++++ PAGE TEXT

Which statistical test is applicable if the variance within groups is large? I have multiple groups, each group with 3 replicates so I performed a Kruskal-Wallis One Way Analysis of Variance on Ranks since normality was not achieved; however, post-hoc Tukey tests show no significant differences. The problem is that there is a lot of variance within each group so no significant difference is found, ideally I would have more replicates but this is not possible now so I was wondering if anyone could suggest an alternative statistical test. Thank you!
 A: Here are simulated data that may be somewhat similar to yours.
There are six groups with three observations per group.
set.seed(2020)         # for reproducibility of data
x1 = rnorm(3, 100, 2)
x2 = rnorm(3, 100, 4)
x3 = rnorm(3, 110, 2)
x4 = rnorm(3, 110, 4)
x5 = rnorm(3, 115, 2)
x6 = rnorm(3, 115, 4)
x = c(x1, x2, x3, x4, x5, x6)
gp = as.factor(rep(1:6, each=3))

In spite of different variabilities among groups, a Kruskal-Wallis test finds a significant difference (P-value 0.016) among group locations.

++++++++

* [WRITTEN INSTRUCTION A]
Gather every line of the records that contains the word "deep", matching case exactly.
The records have no connection to the text on statistical tests.

++++ EXCERPTED RECORDS

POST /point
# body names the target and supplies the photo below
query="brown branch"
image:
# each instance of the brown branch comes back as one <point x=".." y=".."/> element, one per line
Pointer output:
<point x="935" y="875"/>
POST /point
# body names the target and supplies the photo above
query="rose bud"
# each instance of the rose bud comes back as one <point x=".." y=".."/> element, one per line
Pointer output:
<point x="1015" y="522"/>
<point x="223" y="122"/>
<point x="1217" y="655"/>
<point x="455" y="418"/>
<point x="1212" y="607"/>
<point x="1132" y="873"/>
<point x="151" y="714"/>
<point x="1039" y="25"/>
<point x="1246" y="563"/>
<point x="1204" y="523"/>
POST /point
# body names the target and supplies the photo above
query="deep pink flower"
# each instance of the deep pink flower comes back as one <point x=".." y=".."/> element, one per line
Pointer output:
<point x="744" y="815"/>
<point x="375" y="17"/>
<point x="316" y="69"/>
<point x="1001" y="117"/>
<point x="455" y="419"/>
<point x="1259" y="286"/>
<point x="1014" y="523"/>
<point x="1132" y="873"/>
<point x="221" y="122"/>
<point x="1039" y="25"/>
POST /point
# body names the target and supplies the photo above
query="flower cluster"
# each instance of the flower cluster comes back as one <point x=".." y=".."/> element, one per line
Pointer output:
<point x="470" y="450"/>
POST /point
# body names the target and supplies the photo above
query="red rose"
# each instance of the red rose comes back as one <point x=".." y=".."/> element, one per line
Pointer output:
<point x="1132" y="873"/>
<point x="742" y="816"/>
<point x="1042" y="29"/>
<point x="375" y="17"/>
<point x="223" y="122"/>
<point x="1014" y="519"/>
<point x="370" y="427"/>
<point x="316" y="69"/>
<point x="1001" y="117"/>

++++++++

* [WRITTEN INSTRUCTION B]
Reproduce verbatim the part of the statistics discussion starting at "A: Here are" and ending at "among group locations.".

* [CORRECT ANSWER A]
query="deep pink flower"
# each instance of the deep pink flower comes back as one <point x=".." y=".."/> element, one per line

* [CORRECT ANSWER B]
A: Here are simulated data that may be somewhat similar to yours.
There are six groups with three observations per group.
set.seed(2020)         # for reproducibility of data
x1 = rnorm(3, 100, 2)
x2 = rnorm(3, 100, 4)
x3 = rnorm(3, 110, 2)
x4 = rnorm(3, 110, 4)
x5 = rnorm(3, 115, 2)
x6 = rnorm(3, 115, 4)
x = c(x1, x2, x3, x4, x5, x6)
gp = as.factor(rep(1:6, each=3))

In spite of different variabilities among groups, a Kruskal-Wallis test finds a significant difference (P-value 0.016) among group locations.